Records supplied: Begin

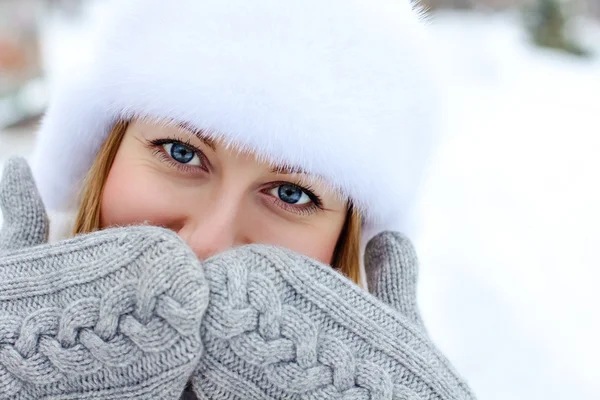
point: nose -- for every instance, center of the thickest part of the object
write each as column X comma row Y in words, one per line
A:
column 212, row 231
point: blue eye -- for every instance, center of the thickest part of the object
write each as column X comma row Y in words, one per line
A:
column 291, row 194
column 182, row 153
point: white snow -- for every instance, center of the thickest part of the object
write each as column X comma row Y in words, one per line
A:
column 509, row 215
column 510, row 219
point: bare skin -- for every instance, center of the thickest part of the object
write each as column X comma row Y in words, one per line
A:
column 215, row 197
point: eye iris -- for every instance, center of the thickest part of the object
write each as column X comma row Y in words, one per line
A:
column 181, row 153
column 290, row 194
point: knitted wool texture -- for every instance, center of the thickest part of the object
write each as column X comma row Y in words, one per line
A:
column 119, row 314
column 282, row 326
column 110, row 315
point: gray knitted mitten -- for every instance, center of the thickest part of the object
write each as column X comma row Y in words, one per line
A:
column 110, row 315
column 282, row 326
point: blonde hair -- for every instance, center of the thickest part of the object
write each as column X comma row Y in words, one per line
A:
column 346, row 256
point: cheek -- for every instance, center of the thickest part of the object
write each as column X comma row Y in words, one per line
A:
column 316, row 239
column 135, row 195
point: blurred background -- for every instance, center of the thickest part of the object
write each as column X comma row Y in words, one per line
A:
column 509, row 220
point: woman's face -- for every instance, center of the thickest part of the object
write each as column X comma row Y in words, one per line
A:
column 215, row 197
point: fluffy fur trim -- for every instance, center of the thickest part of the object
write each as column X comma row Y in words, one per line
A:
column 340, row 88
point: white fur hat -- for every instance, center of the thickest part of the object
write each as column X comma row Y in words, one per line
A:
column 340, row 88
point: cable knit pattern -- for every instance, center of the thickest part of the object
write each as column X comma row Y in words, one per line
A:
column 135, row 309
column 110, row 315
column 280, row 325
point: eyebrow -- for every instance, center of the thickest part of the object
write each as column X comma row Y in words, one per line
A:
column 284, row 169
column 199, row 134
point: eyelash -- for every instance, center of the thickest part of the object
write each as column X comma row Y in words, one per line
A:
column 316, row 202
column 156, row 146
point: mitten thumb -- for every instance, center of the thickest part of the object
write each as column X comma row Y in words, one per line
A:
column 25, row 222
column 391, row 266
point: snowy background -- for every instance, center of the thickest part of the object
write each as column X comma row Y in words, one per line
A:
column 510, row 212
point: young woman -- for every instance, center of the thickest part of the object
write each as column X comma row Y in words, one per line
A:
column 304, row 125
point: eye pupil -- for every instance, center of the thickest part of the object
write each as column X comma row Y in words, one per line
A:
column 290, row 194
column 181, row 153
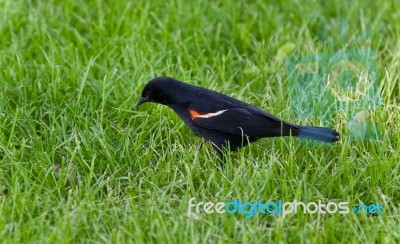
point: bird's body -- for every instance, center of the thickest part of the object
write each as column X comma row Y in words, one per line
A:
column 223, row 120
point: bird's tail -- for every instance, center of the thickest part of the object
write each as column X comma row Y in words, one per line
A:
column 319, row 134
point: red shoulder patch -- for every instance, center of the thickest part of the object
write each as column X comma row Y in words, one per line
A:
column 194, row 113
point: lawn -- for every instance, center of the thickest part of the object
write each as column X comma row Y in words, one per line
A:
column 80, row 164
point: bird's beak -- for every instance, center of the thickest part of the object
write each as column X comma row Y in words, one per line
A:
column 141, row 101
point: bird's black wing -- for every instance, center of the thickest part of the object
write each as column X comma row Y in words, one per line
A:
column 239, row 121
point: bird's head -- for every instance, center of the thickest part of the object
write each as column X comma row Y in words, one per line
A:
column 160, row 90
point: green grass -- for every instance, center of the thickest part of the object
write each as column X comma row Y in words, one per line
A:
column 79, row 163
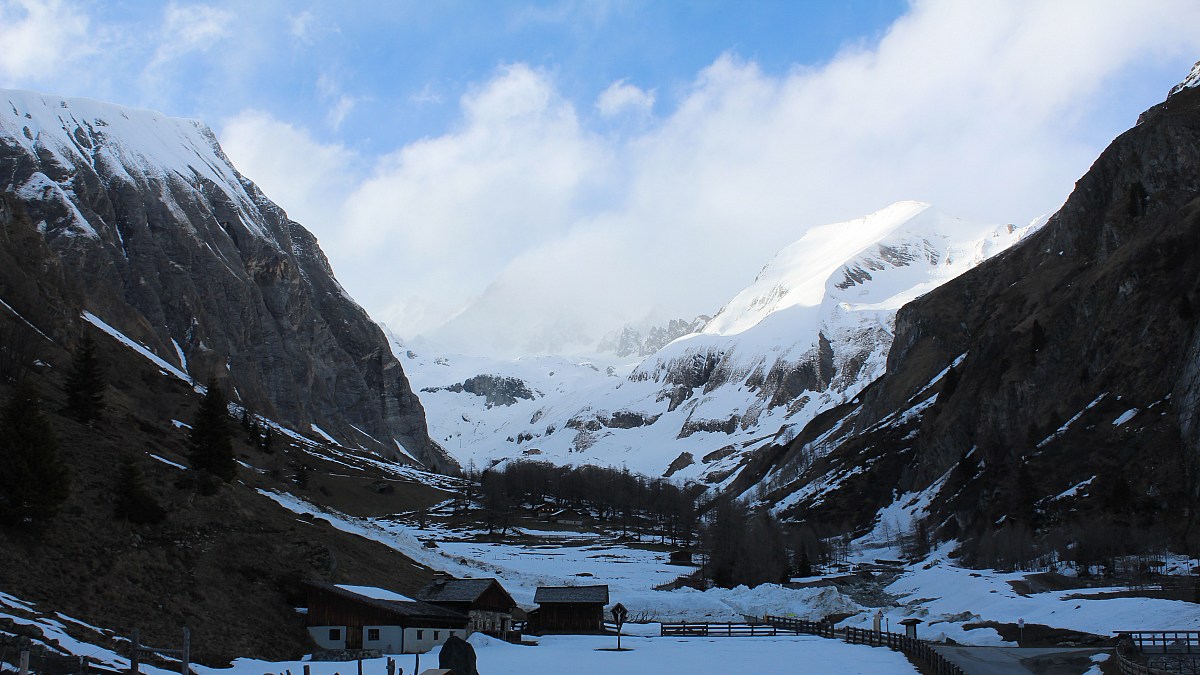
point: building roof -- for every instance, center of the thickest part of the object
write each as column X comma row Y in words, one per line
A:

Records supplied: End

▸ Exercise description: Without altering a word, return all of the records above and leave out their pictures.

▸ The completed task:
point: nose -- for every instance, center of the thickest part of the object
write each as column X comma row Y in words, one per line
A:
column 212, row 231
point: blue eye -- for every instance, center of the thickest part of the object
write each as column X comma row Y in words, one per line
A:
column 291, row 194
column 182, row 153
point: white snow -- for every instance, center of the thickest part of the object
write each as column X comma row Y in words, one per line
A:
column 509, row 215
column 510, row 219
point: bare skin -- for every instance, center of the thickest part of the object
write each as column X comma row Y in words, one per line
A:
column 215, row 197
point: eye iris -- for every instance, center of the thickest part of the object
write each as column X comma row Y in words, one per line
A:
column 181, row 153
column 290, row 194
point: knitted wool texture -- for every instance, center of the thickest part of the object
write each as column X comma row Y in words, one per line
A:
column 119, row 314
column 282, row 326
column 110, row 315
point: gray knitted mitten -- for every instance, center of the thickest part of the object
write each as column X comma row Y in words, one per line
A:
column 110, row 315
column 282, row 326
point: blonde hair -- for every instance, center of the thickest part of the object
write each as column X comma row Y in words, one per line
A:
column 346, row 256
point: cheek -- for every instance, center of the thickest part of the object
write each as column X comma row Y in words, one per line
A:
column 316, row 239
column 135, row 195
point: blurred background -- for every instance, center of the thickest part of the object
write each as column X comma row Y in words, one per line
A:
column 509, row 220
point: woman's face -- for every instance, center of the thickest part of the object
write each as column X comma row Y in words, one per line
A:
column 215, row 197
point: fluffy fur trim -- for every instance, center of the thickest part of the object
write each as column X comma row Y in words, one per line
A:
column 340, row 88
point: white fur hat -- for every instance, center of the thickest part of the object
write each as column X comma row Y in words, one per line
A:
column 340, row 88
point: cable knit pattern -- for every instance, center of the thickest part of the object
write each as column X comma row Y in words, one per line
A:
column 135, row 309
column 110, row 315
column 280, row 325
point: eyebrow -- for every instance, center of the thickest part of the object
write each as column X comma row Y in words, one per line
A:
column 284, row 169
column 199, row 134
point: eyelash -- for every instance, center of the thickest part of the object
write each as column X comma row Y in words, one per line
A:
column 316, row 202
column 156, row 146
point: mitten thumb -- for every instance, center of the thickest part of the object
write each as column X comma row Y in words, one per line
A:
column 25, row 222
column 391, row 266
point: snowy background -- for every instance, center of the thickest part of the object
write each as column X comma row Y in words, one per line
A:
column 510, row 212
point: young woman -- for every instance, center of the thickest part of the object
write each as column X comma row Y in words, one per line
A:
column 304, row 125
point: eye pupil -- for every instance, center of the thickest part of the object
write each as column X comma row Y in words, one per line
A:
column 290, row 194
column 181, row 153
point: bird's body -- for every instance, center of the thickest part of the object
write each as column X comma row Y in words, one per line
A:
column 223, row 120
point: bird's tail -- for every instance, center of the thickest part of the object
write each as column X comma row Y in words, one per line
A:
column 319, row 134
point: red shoulder patch -- for every instance, center of the thickest part of the object
write each as column X comma row Y in words, one per line
A:
column 194, row 113
point: lawn -- for every instance, center of the thickest part of the object
write each as column X comma row Y in words, one per line
A:
column 80, row 164
point: bird's beak -- for every instance, center of the thickest part of the object
write each as column X comma row Y in words, one per line
A:
column 141, row 101
point: bird's black wing -- for every instance, center of the thickest part of the object
write each as column X comma row Y in words, one per line
A:
column 239, row 121
point: bird's head -- for every instance, center of the thickest part of the object
write each as column X comma row Y in words, one per line
A:
column 160, row 90
point: green grass -- for every instance, center of the thickest part of the object
write each as column X comma row Y in words, one per line
A:
column 79, row 163
point: building roof -- for every instance, center of the thickest part of the object
write each as column X comma row Y in words, one per line
A:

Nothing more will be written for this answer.